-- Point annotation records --
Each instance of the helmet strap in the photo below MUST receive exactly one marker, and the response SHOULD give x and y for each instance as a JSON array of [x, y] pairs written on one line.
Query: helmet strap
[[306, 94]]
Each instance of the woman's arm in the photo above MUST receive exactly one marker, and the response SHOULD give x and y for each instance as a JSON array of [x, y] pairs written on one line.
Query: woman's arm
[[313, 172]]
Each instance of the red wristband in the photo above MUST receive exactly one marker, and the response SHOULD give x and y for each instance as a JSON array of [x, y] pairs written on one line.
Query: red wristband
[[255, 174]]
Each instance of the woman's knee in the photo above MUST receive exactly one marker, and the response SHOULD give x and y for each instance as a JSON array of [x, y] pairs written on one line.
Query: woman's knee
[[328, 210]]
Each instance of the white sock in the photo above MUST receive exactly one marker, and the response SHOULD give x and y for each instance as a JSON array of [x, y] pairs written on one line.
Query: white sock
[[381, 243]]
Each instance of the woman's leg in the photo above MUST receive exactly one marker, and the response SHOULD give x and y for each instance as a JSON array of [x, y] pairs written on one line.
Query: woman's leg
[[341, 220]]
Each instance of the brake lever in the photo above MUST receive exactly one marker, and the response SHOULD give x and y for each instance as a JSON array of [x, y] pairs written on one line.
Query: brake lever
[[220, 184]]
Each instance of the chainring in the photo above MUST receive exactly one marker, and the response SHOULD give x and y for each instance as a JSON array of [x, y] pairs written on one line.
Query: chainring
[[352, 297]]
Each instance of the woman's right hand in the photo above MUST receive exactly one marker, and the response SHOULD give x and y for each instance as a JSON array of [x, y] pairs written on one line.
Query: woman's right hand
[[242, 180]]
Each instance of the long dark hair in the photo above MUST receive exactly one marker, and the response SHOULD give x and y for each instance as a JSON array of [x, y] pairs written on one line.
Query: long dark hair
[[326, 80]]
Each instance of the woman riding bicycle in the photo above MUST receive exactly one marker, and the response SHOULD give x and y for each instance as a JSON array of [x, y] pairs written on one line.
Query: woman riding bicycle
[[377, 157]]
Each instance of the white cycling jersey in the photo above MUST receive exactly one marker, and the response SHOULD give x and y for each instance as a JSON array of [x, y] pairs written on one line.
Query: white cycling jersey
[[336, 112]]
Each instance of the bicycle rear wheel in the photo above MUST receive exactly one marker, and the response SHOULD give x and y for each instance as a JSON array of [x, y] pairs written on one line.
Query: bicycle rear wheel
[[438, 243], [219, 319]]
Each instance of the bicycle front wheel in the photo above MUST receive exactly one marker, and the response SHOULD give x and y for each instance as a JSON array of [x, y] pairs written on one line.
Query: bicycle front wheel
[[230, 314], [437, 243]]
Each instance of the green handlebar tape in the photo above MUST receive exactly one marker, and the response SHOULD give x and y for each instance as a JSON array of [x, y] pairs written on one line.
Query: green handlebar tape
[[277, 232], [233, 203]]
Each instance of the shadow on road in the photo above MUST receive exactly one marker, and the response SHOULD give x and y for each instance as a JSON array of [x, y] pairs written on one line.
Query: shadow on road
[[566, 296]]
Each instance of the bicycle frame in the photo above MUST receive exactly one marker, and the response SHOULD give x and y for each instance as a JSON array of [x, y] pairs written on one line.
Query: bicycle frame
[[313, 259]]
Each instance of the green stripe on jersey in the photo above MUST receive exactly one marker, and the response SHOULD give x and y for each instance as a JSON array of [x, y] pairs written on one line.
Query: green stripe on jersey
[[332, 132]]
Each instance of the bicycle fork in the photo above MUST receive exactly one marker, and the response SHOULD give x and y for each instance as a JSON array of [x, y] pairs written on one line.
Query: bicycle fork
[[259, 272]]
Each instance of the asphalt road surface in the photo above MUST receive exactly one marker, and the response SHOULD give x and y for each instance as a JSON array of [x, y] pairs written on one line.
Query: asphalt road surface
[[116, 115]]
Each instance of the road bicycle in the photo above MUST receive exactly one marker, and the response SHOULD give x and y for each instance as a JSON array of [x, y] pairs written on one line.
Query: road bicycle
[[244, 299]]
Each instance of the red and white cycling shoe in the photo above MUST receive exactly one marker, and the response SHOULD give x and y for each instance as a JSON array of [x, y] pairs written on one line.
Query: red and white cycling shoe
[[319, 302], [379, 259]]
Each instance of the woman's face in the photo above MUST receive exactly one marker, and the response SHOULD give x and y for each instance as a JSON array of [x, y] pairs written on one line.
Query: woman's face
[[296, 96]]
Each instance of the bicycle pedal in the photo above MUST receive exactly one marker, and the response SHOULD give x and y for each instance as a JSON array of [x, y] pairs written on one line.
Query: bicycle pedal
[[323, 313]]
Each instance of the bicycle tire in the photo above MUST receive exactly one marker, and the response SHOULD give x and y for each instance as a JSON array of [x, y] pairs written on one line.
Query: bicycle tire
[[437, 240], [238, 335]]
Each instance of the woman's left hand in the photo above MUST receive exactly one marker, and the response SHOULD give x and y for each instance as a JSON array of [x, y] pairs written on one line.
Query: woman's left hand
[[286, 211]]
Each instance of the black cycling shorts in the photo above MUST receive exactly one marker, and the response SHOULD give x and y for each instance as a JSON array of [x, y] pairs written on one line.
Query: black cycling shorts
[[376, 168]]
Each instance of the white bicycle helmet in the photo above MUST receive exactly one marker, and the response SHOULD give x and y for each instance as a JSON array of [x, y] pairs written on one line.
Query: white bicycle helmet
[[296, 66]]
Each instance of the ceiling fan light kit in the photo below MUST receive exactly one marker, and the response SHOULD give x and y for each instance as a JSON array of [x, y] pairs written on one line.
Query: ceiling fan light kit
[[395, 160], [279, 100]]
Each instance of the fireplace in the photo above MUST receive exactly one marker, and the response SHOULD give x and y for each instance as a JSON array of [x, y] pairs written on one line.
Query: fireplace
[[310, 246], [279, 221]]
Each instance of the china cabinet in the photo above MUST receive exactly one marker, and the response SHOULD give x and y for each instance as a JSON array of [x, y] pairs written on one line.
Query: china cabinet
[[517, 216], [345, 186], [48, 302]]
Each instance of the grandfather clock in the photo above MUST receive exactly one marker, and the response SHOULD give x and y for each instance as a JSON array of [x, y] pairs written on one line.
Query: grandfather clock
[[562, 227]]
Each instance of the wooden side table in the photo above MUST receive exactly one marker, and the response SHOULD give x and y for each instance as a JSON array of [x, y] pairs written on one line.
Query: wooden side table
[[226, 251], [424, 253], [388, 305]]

-- Problem requirements --
Please express all of the records above as a two-column CSV with columns named input and output. Give one row per record, with its text and its answer each in a single quoted field and any line breaks replaced by spaces.

-- Task answer --
input,output
"Each instance of the helmet strap in the photo below MUST receive exactly one marker, and the response SHOULD give x and y for each instance as a JSON array of [x, y] pairs written on one line. Query: helmet strap","[[306, 94]]"
"Each instance of the woman's arm in the photo above MUST receive exactly one marker, and the response SHOULD give x and y for each instance as a JSON array of [x, y] pairs written on one line. Query: woman's arm","[[313, 172]]"
"Each instance of the red wristband in the photo above MUST receive exactly one marker, and the response SHOULD give x and y for each instance as a JSON array of [x, y] pairs written on one line. Query: red wristband","[[255, 174]]"
"Each instance of the woman's knee in the photo above MUST receive exactly one marker, and the response SHOULD give x and y for each instance as a JSON array of [x, y] pairs written on one line. Query: woman's knee","[[328, 210]]"
"Each instance of the white sock in the photo above MUST receive exactly one marker, and the response SHOULD give x and y for each instance as a JSON array of [x, y] pairs written on one line. Query: white sock","[[381, 243]]"
"Each instance of the woman's leg in the photo above MUST receive exactly one marker, and the response SHOULD give x and y for each instance as a JSON array of [x, y] pairs written on one line. Query: woman's leg","[[341, 220]]"
"Each instance of the brake lever in the photo above MUST receive exactly one marker, and the response SHOULD give x and y for each instance as a JSON array of [x, y] pairs written on one line. Query: brake lever","[[220, 184]]"
"Each instance of the chainring in the photo above MUST receive exactly one marker, and the response SHOULD give x and y for each instance as a JSON array of [x, y] pairs written on one line. Query: chainring","[[352, 297]]"
"Each instance of the woman's right hand in the photo above MUST receive exactly one marker, and the response SHOULD give x and y for each instance as a JSON array of [x, y] pairs written on one line. Query: woman's right hand","[[242, 180]]"
"Each instance of the long dark hair in the photo above MUST receive exactly one marker, and the response SHOULD give x and y for each instance as a JSON array of [x, y] pairs written on one line. Query: long dark hair","[[326, 80]]"
"Each instance of the woman riding bicycle in the photo above MUST receive exactly one marker, and the response SHOULD give x and y for each instance as a JSON array of [x, y] pairs written on one line. Query: woman riding bicycle","[[377, 157]]"
"Each instance of the white cycling jersey in the photo above MUST receive exactly one marker, and the response SHOULD give x and y for each instance as a JSON array of [x, y] pairs written on one line. Query: white cycling jersey","[[336, 112]]"
"Each instance of the bicycle rear wheel in the photo above MUST receive exactly one marker, and the response SHOULD give x and y for each instance as a JSON array of [x, y] pairs written on one line. Query: bicycle rear wheel","[[438, 243], [219, 319]]"
"Each instance of the bicycle front wheel in the photo above MUST receive exactly one marker, and the response SHOULD give x and y for each instance as a JSON array of [x, y] pairs written on one line. Query: bicycle front wheel","[[230, 314], [437, 243]]"
"Each instance of the green handlebar tape in the photo above MUST receive exactly one marker, and the response SHOULD give x and y for each instance as a JSON array of [x, y] pairs written on one line. Query: green handlebar tape","[[277, 232], [233, 203]]"
"Each instance of the shadow on road in the photo above MUST receive exactly one marker, and the response SHOULD give x and y for each instance as a JSON array of [x, y] pairs written on one line. Query: shadow on road","[[566, 296]]"
"Each instance of the bicycle frame in the photo above MUST receive exactly one marker, and the response SHOULD give x and y for each instance as a JSON array of [x, y] pairs written on one line. Query: bicycle frame","[[313, 259]]"
"Each instance of the green stripe on jersey in the photo above MUST receive exactly one marker, and the response SHOULD give x and y for each instance as a JSON array of [x, y] pairs written on one line. Query: green stripe on jersey","[[332, 132]]"
"Each instance of the bicycle fork in the photo above MUST receive exactly one marker, and the response SHOULD give x and y for each instance as a JSON array of [x, y] pairs written on one line. Query: bicycle fork","[[259, 272]]"
"Each instance of the asphalt road surface in the photo above MUST receive exactly one marker, and the response SHOULD give x and y for each instance as a JSON array of [x, y] pairs written on one line. Query: asphalt road surface","[[116, 115]]"
"Each instance of the road bicycle in the photo above MUST receive exactly one marker, and the response SHOULD give x and y for each instance as a JSON array of [x, y] pairs written on one line. Query: road bicycle","[[244, 299]]"
"Each instance of the red and white cycling shoe in the photo above MUST receive exactly one marker, and the response SHOULD give x and y for each instance as a JSON array of [x, y] pairs written on one line. Query: red and white cycling shoe","[[319, 302], [379, 259]]"
"Each instance of the woman's face in the photo above MUST receive exactly one marker, and the response SHOULD give x and y for each instance as a JSON array of [x, y] pairs written on one line. Query: woman's face","[[296, 96]]"
"Each instance of the bicycle pedal in the photo above MUST receive exactly one marker, and the response SHOULD give x and y for each instance as a JSON array of [x, y] pairs written on one line. Query: bicycle pedal","[[323, 313]]"
"Each instance of the bicycle tire in the photo above MUST receive exactly one marker, and the response SHOULD give x and y for each instance as a JSON array of [x, y] pairs written on one line. Query: bicycle tire","[[437, 240], [238, 335]]"
"Each instance of the woman's left hand in the photo above MUST receive exactly one marker, and the response SHOULD give x and y for each instance as a JSON array of [x, y] pairs written on one line. Query: woman's left hand","[[286, 211]]"
"Each instance of the black cycling shorts in the photo above MUST receive exactly one marker, and the response SHOULD give x and y for each instance as a JSON array of [x, y] pairs written on one line. Query: black cycling shorts","[[376, 168]]"
"Each instance of the white bicycle helmet in the photo above MUST receive exactly one marker, and the response SHOULD give x and y for each instance as a JSON array of [x, y] pairs written on one line. Query: white bicycle helmet","[[296, 66]]"
"Each instance of the ceiling fan light kit in the photo below MUST receive exactly one marker, and the response SHOULD give x and y for each instance as a JSON array of [x, y] pairs written on one line. Query: ceiling fan light kit","[[395, 160], [279, 100]]"
"Each instance of the fireplace in the photo above MUST receive exactly one marker, and the response SHOULD give x and y for each instance as a JSON array of [x, y] pairs written on one line. Query: fireplace","[[310, 246], [279, 221]]"
"Each instance of the china cabinet in the photo above MUST receive exactly one marker, and the response SHOULD give x and y for each instance as a JSON array of [x, y] pairs written on one line. Query: china cabinet","[[517, 216], [345, 186], [48, 302]]"
"Each instance of the grandfather clock in the photo above MUST receive exactly one marker, and the response SHOULD give x and y for each instance as a JSON array of [x, y] pairs written on one line. Query: grandfather clock","[[562, 227]]"
"Each instance of the wooden side table in the photo above MUST receive exactly one marker, and the response SHOULD give x and y for each instance as a JSON array of [x, y] pairs written on one line. Query: wooden side table","[[226, 251], [424, 253], [388, 305]]"